◆ Texte à lire
Sommes-nous en train de franchir une nouvelle étape ?

            1/ La gauche gouvernementale est largement rejetée par les masses populaires et petites-bourgeoises.

            2/ Une fraction importante des éléments conscients rompt politiquement avec elle, pour rechercher ailleurs une alternative.

            3/ le mouvement de masse tend à rompre avec le corporatisme d’entreprise, de région, de pays ; se coordonne vers un « tous ensemble » mondialisé… La conscience qui semble naître parmi les masses c’est d’appartenir au monde du travail contre les actionnaires mondialisés. C’est un progrès vers  la conscience d’appartenir à une classe prolétarienne. C’est l’accentuation  de la  rupture d’avec le consensus national

4/ Les anti-mondialistes se rejoignent

Le mouvement  anti-mondialiste et le mouvement gréviste radical  se rejoignent dans le refus de la mondialisation capitaliste : les grévistes reçoivent José Bové et celui-ci donne la parole aux grévistes.

◆ Informations extraites

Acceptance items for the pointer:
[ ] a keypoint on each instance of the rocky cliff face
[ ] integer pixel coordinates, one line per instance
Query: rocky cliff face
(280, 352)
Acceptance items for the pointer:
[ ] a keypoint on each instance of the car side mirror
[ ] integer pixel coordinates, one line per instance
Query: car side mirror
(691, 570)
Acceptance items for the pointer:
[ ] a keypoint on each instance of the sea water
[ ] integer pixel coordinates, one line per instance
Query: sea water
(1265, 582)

---

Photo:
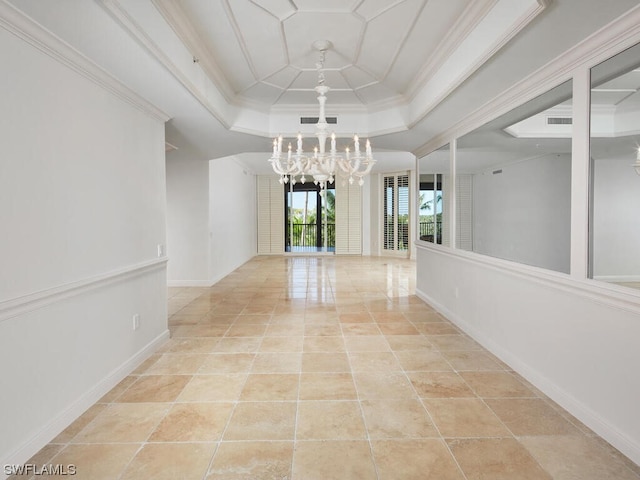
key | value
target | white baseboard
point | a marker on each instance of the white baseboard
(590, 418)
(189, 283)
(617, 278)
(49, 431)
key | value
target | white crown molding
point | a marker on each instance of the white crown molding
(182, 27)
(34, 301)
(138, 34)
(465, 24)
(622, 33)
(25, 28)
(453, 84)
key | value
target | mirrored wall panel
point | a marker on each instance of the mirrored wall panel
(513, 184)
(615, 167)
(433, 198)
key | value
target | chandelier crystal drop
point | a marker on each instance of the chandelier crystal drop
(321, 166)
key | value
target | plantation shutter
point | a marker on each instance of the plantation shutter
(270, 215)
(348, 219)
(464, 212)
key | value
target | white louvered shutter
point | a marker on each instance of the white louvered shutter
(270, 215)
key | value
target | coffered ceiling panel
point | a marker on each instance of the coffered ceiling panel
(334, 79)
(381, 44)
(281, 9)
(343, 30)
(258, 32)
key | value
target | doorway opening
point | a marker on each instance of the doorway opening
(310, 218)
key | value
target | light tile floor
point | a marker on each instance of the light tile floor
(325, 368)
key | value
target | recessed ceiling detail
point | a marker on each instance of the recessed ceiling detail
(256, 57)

◆ Travail à faire
1 - Recopiez mot pour mot le passage du texte sur la gauche et la mondialisation qui va de « 4/ Les anti-mondialistes » jusqu'à « parole aux grévistes. ».
2 - Rédigez la suite du texte sur la gauche et la mondialisation en partant de sa dernière phrase.

◆ Réponses par tâche
1 -
4/ Les anti-mondialistes se rejoignent

Le mouvement  anti-mondialiste et le mouvement gréviste radical  se rejoignent dans le refus de la mondialisation capitaliste : les grévistes reçoivent José Bové et celui-ci donne la parole aux grévistes.

2 -
5/ Combattre le centrisme  en pratiquant le Front Unique

La déviation anarcho-syndicalisme de masse trouve son expression  politique dans la montée du trotskisme. Cela traduit bien où en sont les éléments avancés : une rupture incomplète et frileuse d’avec le réformisme qui se satisfait d’un activisme radical.

Le mouvement  ML est en reconstruction. Ses progrès dépendront de notre politique et de notre tactique. Pour changer la situation il nous faut combattre l’économisme radical et le doctrinarisme.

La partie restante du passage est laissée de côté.